WORK TO COMPLETE: Repeat the entries below exactly as they appear, with no pictures.

Natural-language object grounding data
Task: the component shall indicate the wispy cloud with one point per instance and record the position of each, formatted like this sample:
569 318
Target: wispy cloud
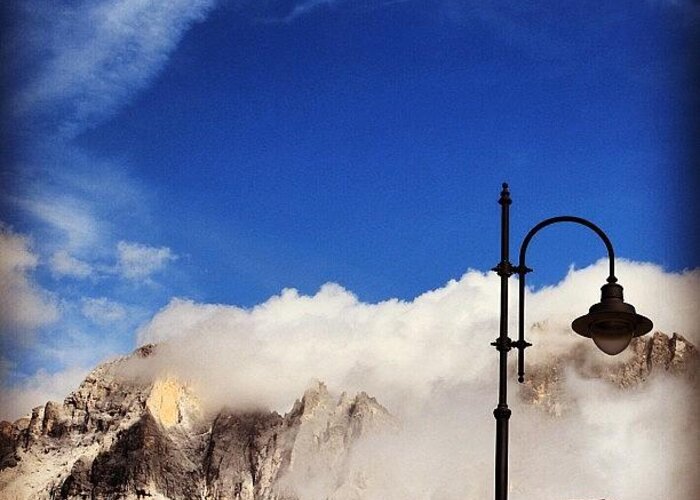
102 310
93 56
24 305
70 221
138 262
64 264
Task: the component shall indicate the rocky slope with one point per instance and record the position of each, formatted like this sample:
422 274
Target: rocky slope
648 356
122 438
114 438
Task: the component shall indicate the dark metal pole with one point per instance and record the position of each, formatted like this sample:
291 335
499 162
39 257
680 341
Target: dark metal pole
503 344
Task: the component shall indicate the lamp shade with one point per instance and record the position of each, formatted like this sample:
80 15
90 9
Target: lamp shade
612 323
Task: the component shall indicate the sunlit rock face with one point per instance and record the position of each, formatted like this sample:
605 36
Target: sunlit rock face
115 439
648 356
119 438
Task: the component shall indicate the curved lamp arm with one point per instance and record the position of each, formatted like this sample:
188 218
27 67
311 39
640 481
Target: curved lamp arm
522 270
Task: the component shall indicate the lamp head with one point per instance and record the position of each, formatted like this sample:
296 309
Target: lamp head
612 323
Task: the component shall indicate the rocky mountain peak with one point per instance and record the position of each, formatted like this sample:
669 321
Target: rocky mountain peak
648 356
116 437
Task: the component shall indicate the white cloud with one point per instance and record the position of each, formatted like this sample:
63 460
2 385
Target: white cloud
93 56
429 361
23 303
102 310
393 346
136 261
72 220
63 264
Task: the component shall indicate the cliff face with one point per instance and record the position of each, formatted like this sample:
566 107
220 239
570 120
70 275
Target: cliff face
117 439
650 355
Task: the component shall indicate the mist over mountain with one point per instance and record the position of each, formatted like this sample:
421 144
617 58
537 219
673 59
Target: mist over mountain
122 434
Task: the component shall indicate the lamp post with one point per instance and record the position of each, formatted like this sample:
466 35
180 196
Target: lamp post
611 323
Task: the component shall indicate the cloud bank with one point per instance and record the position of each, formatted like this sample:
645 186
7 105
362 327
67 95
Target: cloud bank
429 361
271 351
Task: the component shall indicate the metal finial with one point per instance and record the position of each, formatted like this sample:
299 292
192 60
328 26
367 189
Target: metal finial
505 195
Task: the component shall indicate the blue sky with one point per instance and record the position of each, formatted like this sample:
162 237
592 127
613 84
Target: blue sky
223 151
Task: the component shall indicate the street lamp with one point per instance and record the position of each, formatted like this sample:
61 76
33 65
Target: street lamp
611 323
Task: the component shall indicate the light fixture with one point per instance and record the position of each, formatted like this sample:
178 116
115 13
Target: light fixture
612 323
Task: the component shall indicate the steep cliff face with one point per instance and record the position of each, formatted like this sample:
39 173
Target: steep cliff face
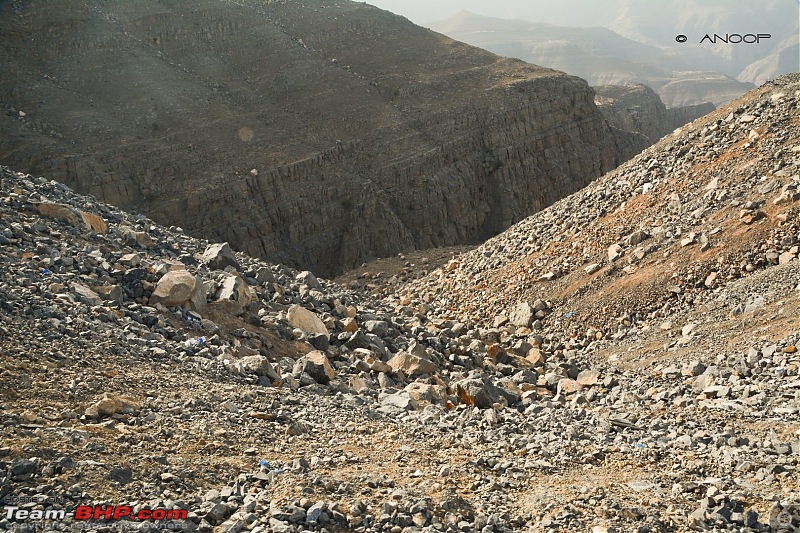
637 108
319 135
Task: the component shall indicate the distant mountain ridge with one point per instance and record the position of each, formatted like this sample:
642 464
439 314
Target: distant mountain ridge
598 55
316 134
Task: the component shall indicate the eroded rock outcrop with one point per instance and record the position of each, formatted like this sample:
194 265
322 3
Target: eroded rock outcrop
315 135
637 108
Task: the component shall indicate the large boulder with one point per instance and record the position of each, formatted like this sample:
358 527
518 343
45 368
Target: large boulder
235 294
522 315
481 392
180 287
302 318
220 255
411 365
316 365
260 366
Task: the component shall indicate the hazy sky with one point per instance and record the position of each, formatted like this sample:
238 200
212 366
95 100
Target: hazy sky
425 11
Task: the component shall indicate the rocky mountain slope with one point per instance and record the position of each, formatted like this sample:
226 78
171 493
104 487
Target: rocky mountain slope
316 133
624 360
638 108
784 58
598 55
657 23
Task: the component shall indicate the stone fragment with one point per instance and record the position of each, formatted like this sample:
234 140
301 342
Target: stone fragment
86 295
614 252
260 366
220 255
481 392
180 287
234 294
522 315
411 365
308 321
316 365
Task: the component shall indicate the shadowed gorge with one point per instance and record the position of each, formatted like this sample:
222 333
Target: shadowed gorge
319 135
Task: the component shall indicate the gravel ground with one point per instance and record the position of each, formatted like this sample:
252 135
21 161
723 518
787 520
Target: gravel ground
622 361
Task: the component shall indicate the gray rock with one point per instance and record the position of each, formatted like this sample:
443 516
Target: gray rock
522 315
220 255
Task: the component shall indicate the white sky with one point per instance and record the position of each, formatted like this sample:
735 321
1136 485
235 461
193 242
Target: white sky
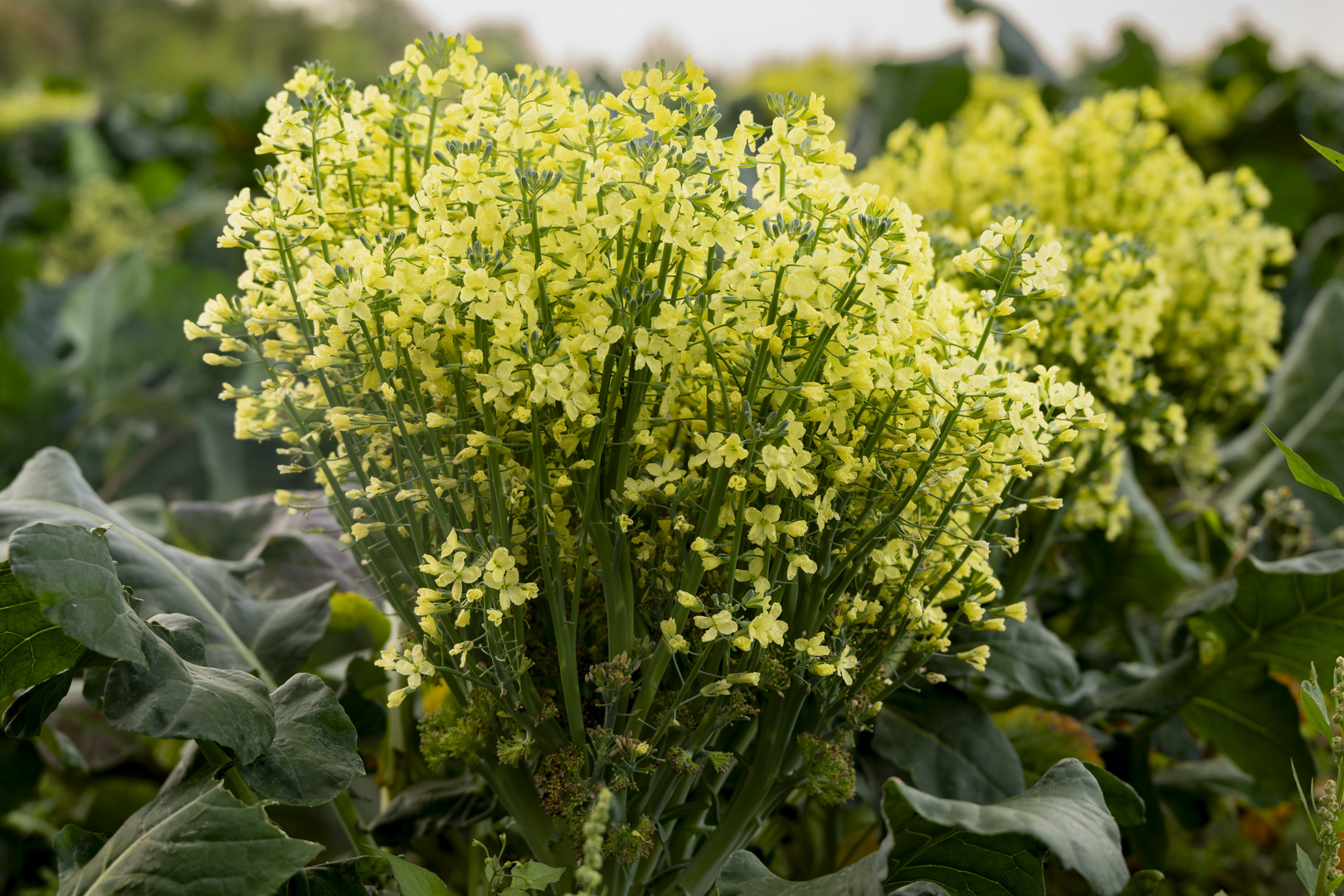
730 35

ANSWER:
Task: the component shall indicate the wispy cloud with one point per instance and record the position of each, formatted like this sample:
569 318
Target: wispy cloud
102 310
93 56
24 305
70 221
138 262
64 264
Task: the component shall indicate the rocky slope with one point per instance and record the position of each, formatted like this sample:
422 274
Target: rocky slope
648 356
122 438
114 438
Task: the component shall indicate the dark metal pole with one point per instance and record the position of each, formatted like this sample:
291 335
499 162
39 257
680 341
Target: dark metal pole
503 344
Task: the component shall indicate the lamp shade with one point per instance and record the position of each, formatted like this sample:
80 15
90 9
Target: lamp shade
612 323
Task: the component shall indicate the sunlit rock face with one point per instance and record the position of each, formatted like this sample:
605 36
Target: sunlit rock face
115 439
648 356
119 438
Task: the component shall indicate the curved lamp arm with one point per instance and record the position of each, formatted like this sample:
188 218
27 67
311 39
640 481
Target: curved lamp arm
522 270
Task: the component shall indicate the lamp head with one point per instance and record the position of each, formatted like this sample:
296 309
Target: lamp head
612 323
Task: the component shall indicate the rocky mountain peak with one point per instance and record the position of each, formatted like this sample:
669 321
Target: rocky mountain peak
648 356
116 437
Task: the component shall indicate the white cloud with one point per instance and record the position of each, formatted like this sample:
63 460
2 385
Target: white cloud
93 56
429 361
23 303
102 310
393 346
136 261
72 220
63 264
Task: the component shall indicate the cliff face with one point per instance and record the position of each, formatted like this sample:
566 107
220 239
570 120
70 275
Target: cliff face
117 439
650 355
Task: the component shall indicate the mist over mountain with one point per instance and record the position of each, formatted like this sample:
421 144
617 58
537 219
673 59
Target: mist over mountain
122 434
Task: the component shall indicate the lamp post with one point per instance and record the position of each, formatted like this sample:
466 35
180 196
Target: lamp post
611 323
Task: the component shall indicate the cloud bank with one point per instance and record the position of each, formatted like this sample:
645 186
7 105
362 327
67 95
Target: cloud bank
429 361
271 351
Task: the component shall indicate the metal finial with one point per instance and record the position of each, formatted like this sample:
299 292
192 60
328 26
367 189
Target: metal finial
505 195
Task: the component shall indicate the blue sky with one point per instance and record the position of each, formatted like this sample:
162 237
592 127
613 84
Target: blue sky
223 151
Task: the component shall indicate the street lamp with one point per instance and record the position of each, formatted like this sample:
61 76
33 65
Target: street lamp
611 323
Task: the component shall indicate the light fixture with one point per instance and record the position of each, formatted like this sample:
178 116
115 13
Target: light fixture
612 323
Task: the component shall indicate the steep cliff face with one point per instance and record the position of each, formatted like this sample:
39 173
Target: steep cliff face
637 108
319 135
Task: the component shall indicate the distant mountain ridge with one point per instance and record the position of each, formatted like this sample:
642 464
439 314
Target: distant mountain ridge
598 55
316 134
Task: the component shall indicate the eroded rock outcrop with one point per instance and record the position of each, formatted like this sample:
194 265
322 3
Target: eroded rock outcrop
315 135
637 108
Task: the component shall indicate the large boulder with one point per instance and record the position of each, formatted like this sample:
358 527
518 343
45 368
Target: large boulder
235 294
522 315
481 392
180 287
302 318
220 255
411 365
316 365
260 366
Task: the component shall indicate the hazy sky with one point per instance and record the position of each, formatted like this sample:
238 200
212 366
95 100
Target: hazy sky
425 11
Task: the component shall indicate the rocky mountain slope with one point per instance and record the position of each, formatted like this sample:
226 78
171 493
104 487
Target: rocky mountain slope
316 133
624 360
638 108
784 58
598 55
657 23
Task: the component shall indicate the stone fragment with one point per instance and record the position of each, formatted like this sample:
234 140
301 342
Target: stone fragment
86 295
614 252
260 366
220 255
481 392
180 287
234 294
522 315
411 365
308 321
316 365
Task: the component shall indicate the shadowed gorge with one point per instance and record the position of each, formatted like this sample:
222 333
Target: shadowed gorge
319 135
Task: the component shall indicate the gravel ground with one point per instance and record the position of each, formatted like this sample:
252 135
21 161
723 518
787 520
Target: gravel ground
622 361
Task: the component shall indicate the gray rock with one point per instance and record the position of each, formatted like this sample:
443 516
Target: gray rock
522 315
220 255
Task: the component shall indicate the white sky with one point per instance and record the position of each, formatted like this sample:
735 321
1136 485
235 461
193 242
Target: white sky
730 35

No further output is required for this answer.